**Document excerpt**
Want to drive traffic to your blog and boost your social activity?

Expert Roundup.jpg

Well, I've got a simple solution to help you achieve just that: An expert roundup.

And the best part is, you only need to write 20% of the content -- the other 80% is written by experts in your niche.

Sounds easy, right?

It is, well, as long as you have the right process. Luckily, I've successfully applied this approach multiple times -- and I've learned a thing or two about how to drive the most traffic, shares, and engagement in the process.Download the step-by-step guide on how to build valuable relationships with  experts & influencers here.

Have I piqued your interest yet? Good. Let's walk through how to apply this strategy below.

What Is an Expert Roundup?

An expert roundup is a collection of quotes or interviews by influential people in your niche. Each participant should be someone with some authority in your field and that has something to contribute to your readers.

The most effective roundups pose a very specific question that the experts can easily respond to. It should be a question that people care about the answer to.

Here are a few great example roundups:

As you can see, a roundup can really be about any topic.

This is an excellent strategy to quickly establish yourself or your company within the blogging community for your niche. And since you will be linking, sharing, and promoting the responses of these influential people, many of them will be willing to help you down the line.

Do Expert Roundups Actually Generate Results?

Before I get into the results, let me give you a little background.

I am the CTO and Founder of Proven.com. We provide a job distribution and hiring solution for small businesses. I love it, but it’s not always the sexiest topic to create content for. After all, it's tough to convince people to share a blog post about how to hire more efficiently with the same vigor that they share cat videos.

**Records supplied**
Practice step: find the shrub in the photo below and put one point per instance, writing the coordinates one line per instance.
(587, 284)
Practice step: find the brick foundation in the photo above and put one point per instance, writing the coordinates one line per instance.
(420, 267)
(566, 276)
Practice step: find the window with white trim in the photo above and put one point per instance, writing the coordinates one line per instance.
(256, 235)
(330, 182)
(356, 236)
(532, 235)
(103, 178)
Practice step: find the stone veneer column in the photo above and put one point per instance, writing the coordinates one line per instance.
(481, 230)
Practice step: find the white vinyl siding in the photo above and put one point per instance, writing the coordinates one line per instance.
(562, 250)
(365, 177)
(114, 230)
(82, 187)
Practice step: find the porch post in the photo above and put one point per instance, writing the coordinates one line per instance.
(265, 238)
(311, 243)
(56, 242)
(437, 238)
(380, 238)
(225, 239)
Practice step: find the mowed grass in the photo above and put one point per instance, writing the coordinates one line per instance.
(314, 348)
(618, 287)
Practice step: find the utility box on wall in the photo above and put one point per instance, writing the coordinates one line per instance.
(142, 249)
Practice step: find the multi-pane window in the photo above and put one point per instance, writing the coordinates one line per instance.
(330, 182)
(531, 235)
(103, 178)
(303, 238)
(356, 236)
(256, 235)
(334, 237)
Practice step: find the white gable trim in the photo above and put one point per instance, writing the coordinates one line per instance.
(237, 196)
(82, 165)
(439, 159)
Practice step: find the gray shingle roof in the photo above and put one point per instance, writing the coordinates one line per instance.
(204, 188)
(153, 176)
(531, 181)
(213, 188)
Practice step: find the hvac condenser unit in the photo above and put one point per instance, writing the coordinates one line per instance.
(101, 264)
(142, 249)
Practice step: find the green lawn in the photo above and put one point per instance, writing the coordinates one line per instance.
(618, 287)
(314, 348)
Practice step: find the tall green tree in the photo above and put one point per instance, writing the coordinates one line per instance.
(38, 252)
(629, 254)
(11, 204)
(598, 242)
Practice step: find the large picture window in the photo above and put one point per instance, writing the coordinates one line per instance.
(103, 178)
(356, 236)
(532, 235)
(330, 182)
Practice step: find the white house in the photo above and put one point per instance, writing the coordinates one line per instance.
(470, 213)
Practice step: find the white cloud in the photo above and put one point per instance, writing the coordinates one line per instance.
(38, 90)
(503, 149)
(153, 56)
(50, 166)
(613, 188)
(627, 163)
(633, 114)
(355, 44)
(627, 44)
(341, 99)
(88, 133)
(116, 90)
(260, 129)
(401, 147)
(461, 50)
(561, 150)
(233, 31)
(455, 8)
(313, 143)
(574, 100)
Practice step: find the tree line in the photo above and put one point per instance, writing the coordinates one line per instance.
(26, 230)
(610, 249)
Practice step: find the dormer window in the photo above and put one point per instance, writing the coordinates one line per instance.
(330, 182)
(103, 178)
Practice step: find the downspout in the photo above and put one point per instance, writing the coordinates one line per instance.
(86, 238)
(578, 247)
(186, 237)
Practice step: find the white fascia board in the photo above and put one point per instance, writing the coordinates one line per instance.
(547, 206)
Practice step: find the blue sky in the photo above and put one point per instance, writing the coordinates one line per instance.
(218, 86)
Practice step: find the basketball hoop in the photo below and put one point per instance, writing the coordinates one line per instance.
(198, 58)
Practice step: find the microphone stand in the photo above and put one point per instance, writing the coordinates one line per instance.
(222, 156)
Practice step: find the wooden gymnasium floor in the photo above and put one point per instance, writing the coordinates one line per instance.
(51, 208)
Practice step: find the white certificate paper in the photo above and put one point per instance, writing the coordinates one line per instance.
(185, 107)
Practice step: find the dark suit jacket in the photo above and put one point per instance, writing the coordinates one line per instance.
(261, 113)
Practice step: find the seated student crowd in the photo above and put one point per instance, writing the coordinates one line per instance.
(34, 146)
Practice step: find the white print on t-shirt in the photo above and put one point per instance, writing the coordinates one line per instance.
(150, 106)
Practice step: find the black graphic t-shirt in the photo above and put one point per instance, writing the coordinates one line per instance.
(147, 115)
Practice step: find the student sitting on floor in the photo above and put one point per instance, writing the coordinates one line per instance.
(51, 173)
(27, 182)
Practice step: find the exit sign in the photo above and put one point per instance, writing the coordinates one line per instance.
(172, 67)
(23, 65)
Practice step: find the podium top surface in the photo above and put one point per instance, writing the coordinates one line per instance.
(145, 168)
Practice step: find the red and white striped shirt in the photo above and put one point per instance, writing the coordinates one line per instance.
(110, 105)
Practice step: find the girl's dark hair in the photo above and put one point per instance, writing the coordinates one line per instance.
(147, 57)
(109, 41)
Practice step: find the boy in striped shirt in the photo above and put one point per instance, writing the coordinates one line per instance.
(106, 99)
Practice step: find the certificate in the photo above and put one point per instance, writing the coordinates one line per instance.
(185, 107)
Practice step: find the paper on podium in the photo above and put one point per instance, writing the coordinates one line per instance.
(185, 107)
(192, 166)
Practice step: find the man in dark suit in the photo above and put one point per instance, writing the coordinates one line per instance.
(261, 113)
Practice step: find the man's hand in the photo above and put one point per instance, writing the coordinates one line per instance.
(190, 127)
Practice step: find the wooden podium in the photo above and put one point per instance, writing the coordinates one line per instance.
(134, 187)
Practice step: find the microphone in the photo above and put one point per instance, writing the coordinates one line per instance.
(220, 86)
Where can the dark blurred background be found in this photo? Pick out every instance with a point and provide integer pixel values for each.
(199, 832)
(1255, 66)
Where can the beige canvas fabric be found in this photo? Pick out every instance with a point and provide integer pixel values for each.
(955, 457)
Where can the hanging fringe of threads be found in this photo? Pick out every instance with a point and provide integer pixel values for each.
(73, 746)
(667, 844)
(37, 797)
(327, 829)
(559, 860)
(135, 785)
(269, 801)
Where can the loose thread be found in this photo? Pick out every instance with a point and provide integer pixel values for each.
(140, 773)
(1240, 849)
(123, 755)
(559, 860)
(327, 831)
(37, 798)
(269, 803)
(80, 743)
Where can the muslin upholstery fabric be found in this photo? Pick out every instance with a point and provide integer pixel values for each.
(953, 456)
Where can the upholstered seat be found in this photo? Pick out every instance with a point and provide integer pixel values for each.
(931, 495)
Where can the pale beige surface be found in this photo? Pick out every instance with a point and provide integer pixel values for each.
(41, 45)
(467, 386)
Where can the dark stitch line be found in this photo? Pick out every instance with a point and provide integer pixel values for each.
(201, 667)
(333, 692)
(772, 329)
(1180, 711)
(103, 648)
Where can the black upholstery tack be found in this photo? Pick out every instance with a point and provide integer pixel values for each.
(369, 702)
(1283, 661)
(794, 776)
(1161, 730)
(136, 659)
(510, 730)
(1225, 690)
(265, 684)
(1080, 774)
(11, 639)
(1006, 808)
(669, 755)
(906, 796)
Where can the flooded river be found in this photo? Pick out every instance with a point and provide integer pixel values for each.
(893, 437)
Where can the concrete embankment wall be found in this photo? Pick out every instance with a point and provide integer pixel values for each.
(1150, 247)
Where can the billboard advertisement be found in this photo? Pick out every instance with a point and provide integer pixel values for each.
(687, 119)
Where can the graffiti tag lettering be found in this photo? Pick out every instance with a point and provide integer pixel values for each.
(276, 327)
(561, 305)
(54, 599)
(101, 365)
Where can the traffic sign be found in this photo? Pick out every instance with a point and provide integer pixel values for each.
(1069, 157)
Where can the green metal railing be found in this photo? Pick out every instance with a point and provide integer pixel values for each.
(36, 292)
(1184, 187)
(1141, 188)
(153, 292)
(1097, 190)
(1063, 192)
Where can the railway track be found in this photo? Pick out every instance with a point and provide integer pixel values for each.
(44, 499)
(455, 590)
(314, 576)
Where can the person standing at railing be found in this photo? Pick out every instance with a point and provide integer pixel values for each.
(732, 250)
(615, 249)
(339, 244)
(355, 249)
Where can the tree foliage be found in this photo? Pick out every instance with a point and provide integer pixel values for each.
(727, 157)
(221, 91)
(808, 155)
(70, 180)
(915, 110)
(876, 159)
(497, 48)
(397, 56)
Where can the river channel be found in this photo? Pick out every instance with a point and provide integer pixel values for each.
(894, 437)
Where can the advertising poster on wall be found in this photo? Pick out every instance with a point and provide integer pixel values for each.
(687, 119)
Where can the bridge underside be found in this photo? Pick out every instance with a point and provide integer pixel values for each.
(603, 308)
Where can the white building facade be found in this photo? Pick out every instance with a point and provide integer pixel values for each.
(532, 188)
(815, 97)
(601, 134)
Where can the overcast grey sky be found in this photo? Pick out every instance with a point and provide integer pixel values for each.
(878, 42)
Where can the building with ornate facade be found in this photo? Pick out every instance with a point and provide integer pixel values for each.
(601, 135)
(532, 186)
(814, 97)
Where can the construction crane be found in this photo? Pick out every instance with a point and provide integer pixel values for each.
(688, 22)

**To be done**
- A) Reproduce the stretch of the blog post on expert roundups from "Expert Roundup.jpg" through "an Expert Roundup?".
- B) Find each line of the records that contains the word "wooden" and copy those lines out. Case counts.

**Solutions in order**
- A)
Expert Roundup.jpg

Well, I've got a simple solution to help you achieve just that: An expert roundup.

And the best part is, you only need to write 20% of the content -- the other 80% is written by experts in your niche.

Sounds easy, right?

It is, well, as long as you have the right process. Luckily, I've successfully applied this approach multiple times -- and I've learned a thing or two about how to drive the most traffic, shares, and engagement in the process.Download the step-by-step guide on how to build valuable relationships with  experts & influencers here.

Have I piqued your interest yet? Good. Let's walk through how to apply this strategy below.

What Is an Expert Roundup?

- B)
Practice step: find the wooden gymnasium floor in the photo above and put one point per instance, writing the coordinates one line per instance.
Practice step: find the wooden podium in the photo above and put one point per instance, writing the coordinates one line per instance.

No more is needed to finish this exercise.